== Given text ==
______________________________

Three New arXiv Papers Address LLM Reasoning, Chemistry Problem-Solving, and Safety Concerns

Researchers publish studies on multimodal chemistry evaluation, attribution-based reasoning explanation, and toxicity mitigation in large language models.

Three New arXiv Papers Address LLM Reasoning, Chemistry Problem-Solving, and Safety Concerns

Three recent papers published on arXiv explore different aspects of large language model capabilities and limitations.

Chemistry Olympiad Evaluation

According to arXiv paper 2512.14989v1, researchers are evaluating large language models on multimodal Chemistry Olympiad exams. The paper notes that “multimodal scientific reasoning remains a significant challenge for large language models (LLMs), particularly in chemistry, where problem-solving relies on symbolic diagrams, molecular structures, and structured visual data.”

______________________________

== Entries shown ==

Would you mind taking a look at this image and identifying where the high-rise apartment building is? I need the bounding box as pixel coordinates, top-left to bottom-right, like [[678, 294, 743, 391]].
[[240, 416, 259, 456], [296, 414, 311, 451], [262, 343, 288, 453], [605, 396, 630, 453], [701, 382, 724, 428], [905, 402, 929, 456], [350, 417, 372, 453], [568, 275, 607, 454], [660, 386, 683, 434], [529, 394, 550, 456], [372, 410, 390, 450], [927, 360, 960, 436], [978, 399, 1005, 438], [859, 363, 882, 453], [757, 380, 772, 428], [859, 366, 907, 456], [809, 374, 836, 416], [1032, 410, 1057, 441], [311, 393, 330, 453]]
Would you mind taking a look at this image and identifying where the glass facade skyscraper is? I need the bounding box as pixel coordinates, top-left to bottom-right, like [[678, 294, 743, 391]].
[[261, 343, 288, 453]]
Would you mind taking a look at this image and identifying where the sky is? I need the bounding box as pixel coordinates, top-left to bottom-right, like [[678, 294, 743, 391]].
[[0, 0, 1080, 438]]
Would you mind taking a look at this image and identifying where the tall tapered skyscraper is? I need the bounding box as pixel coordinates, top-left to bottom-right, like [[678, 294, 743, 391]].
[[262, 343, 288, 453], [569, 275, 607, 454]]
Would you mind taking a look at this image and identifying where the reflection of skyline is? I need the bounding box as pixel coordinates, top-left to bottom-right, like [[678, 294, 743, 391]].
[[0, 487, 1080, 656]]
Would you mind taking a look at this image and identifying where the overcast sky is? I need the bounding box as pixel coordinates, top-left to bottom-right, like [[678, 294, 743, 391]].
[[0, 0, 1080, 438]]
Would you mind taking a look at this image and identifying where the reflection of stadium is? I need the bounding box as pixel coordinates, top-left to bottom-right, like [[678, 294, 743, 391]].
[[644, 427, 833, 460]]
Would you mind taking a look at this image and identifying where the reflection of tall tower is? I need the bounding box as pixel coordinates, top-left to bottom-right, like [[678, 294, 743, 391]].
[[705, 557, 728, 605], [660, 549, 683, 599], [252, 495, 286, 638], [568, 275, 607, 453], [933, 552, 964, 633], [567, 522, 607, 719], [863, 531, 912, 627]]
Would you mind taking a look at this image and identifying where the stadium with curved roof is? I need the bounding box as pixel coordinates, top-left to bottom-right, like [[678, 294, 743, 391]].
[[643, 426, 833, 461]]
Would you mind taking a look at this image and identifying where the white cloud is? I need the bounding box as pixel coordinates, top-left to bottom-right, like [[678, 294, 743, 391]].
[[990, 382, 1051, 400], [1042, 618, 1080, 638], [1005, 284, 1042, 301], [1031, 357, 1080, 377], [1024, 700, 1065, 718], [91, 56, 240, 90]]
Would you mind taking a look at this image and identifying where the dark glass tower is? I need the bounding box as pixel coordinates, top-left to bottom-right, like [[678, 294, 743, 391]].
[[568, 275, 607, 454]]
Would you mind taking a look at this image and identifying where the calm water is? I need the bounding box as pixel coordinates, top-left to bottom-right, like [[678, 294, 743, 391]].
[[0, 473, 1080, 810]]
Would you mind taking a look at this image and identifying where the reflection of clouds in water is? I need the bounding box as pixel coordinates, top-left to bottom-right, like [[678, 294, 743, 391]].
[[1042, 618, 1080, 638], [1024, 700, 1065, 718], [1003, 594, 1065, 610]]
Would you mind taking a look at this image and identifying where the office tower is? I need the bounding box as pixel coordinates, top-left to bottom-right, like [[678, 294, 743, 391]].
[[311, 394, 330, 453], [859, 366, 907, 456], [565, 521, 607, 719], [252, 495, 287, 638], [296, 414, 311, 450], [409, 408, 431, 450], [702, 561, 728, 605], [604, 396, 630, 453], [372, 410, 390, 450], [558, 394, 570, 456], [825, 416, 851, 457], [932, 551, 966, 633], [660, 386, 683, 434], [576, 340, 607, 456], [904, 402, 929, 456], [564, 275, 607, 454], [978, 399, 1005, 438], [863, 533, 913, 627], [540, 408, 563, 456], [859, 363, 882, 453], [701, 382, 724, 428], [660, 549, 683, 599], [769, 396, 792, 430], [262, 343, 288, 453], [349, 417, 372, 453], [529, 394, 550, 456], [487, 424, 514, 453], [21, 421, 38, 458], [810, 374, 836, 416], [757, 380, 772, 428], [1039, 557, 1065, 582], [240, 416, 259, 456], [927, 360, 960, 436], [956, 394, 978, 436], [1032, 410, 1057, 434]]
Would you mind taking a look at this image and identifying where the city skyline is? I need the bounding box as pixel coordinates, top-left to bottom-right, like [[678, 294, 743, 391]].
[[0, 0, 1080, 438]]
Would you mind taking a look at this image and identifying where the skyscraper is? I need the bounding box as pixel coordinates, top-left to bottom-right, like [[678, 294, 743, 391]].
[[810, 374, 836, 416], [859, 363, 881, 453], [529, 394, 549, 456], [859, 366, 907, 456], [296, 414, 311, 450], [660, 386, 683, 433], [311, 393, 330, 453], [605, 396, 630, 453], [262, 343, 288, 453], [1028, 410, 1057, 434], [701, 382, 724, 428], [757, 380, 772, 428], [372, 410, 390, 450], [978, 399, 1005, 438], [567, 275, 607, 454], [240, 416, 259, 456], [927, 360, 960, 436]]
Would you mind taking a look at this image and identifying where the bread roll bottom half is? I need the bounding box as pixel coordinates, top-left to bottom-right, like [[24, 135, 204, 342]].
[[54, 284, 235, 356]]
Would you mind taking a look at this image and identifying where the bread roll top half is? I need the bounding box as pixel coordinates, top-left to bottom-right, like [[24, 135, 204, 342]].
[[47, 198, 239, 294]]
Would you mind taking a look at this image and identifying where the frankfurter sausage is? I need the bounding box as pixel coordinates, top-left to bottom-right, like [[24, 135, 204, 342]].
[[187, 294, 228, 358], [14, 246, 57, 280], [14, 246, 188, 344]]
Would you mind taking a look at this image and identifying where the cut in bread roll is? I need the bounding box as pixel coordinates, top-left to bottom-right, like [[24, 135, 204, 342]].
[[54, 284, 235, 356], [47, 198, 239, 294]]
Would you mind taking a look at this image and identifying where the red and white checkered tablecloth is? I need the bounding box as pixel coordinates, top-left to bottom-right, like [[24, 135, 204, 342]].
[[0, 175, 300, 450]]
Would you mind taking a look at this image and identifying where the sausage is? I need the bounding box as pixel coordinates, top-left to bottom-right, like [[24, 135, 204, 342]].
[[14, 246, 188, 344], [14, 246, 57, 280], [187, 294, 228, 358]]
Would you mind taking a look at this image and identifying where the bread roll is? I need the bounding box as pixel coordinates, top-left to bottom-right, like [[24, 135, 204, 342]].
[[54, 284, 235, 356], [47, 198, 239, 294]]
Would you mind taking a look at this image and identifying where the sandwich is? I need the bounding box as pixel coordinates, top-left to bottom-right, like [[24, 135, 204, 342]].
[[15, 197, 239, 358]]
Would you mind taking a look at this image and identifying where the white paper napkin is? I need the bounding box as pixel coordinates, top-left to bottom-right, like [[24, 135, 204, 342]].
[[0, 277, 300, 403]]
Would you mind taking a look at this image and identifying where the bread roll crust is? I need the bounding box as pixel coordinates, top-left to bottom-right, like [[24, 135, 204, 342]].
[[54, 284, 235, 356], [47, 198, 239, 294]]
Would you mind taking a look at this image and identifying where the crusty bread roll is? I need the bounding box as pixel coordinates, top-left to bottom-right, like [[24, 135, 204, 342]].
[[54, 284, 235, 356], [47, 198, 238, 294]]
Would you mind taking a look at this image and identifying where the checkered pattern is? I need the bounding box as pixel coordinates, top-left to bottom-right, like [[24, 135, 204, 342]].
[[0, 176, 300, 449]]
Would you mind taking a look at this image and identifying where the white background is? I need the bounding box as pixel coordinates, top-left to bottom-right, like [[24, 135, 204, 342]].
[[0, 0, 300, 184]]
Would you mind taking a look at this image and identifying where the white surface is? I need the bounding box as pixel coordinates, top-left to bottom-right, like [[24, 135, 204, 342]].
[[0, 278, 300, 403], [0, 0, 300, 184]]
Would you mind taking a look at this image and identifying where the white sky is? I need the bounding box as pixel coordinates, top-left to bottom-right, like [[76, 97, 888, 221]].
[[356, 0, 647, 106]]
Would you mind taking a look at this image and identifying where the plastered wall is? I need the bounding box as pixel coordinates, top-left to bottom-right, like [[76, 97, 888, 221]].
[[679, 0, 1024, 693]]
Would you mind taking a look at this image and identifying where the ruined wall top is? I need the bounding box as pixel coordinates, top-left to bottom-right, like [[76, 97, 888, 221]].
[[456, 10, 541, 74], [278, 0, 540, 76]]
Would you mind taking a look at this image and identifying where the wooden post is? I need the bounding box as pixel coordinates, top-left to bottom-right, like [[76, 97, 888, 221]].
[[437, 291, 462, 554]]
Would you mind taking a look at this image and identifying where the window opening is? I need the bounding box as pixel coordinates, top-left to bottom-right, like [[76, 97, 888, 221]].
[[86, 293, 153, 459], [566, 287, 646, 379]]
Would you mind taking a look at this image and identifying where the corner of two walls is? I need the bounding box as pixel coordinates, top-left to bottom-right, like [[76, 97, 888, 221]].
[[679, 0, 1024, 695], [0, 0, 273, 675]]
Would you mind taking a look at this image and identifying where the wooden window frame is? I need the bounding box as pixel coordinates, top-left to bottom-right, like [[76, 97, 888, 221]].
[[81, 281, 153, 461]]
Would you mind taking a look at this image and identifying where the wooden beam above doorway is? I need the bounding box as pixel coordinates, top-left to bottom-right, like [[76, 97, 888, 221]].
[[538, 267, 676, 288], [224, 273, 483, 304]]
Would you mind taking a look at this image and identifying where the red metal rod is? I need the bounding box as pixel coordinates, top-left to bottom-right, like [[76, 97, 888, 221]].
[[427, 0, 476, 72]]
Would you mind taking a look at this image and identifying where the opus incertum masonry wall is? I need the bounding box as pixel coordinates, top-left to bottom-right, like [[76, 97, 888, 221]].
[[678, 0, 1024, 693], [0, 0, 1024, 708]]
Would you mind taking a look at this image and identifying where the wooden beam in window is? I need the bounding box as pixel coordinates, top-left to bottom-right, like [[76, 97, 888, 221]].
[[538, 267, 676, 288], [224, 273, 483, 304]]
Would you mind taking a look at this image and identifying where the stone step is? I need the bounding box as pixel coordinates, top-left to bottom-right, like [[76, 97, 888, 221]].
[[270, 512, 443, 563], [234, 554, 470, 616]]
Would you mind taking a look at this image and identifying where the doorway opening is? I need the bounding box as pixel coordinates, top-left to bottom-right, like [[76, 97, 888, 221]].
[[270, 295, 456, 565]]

______________________________

== Actions to take ==
A. In the article on the three arXiv papers, what are researchers evaluating large language models on in paper 2512.14989v1?
B. Print the part of the article on the three arXiv papers that opens with the words containing "Researchers publish studies" and closes with "capabilities and limitations.".
C. Give what follows the last sentence of the article on the three arXiv papers, carrying it on from there.
The rows were taken from a different source than the article on the three arXiv papers.

== Results of the exercise ==
A. Multimodal Chemistry Olympiad exams.

B.
Researchers publish studies on multimodal chemistry evaluation, attribution-based reasoning explanation, and toxicity mitigation in large language models.

Three New arXiv Papers Address LLM Reasoning, Chemistry Problem-Solving, and Safety Concerns

Three recent papers published on arXiv explore different aspects of large language model capabilities and limitations.

C.
Explaining LLM Reasoning

A second paper (arXiv:2512.15663v1) introduces attribution graphs as a method for explaining how LLMs reason. The authors state that “large language models (LLMs) exhibit remarkable capabilities, yet their reasoning remains opaque, raising safety and trust concerns.” The research proposes using attribution methods that “assign credit to input features” to explain LLM decision-making.

Safety in Multimodal Models

A third paper (arXiv:2512.15052v1) addresses safety concerns in multimodal large language models through what the authors call “neuron-level detoxification.” According to the abstract, multimodal LLMs “inherit toxic, biased, and NSFW signals from weakly curated pretraining corpora, causing safety risks.” The paper includes a disclaimer that “samples in this paper may be harmful and cause discomfort.”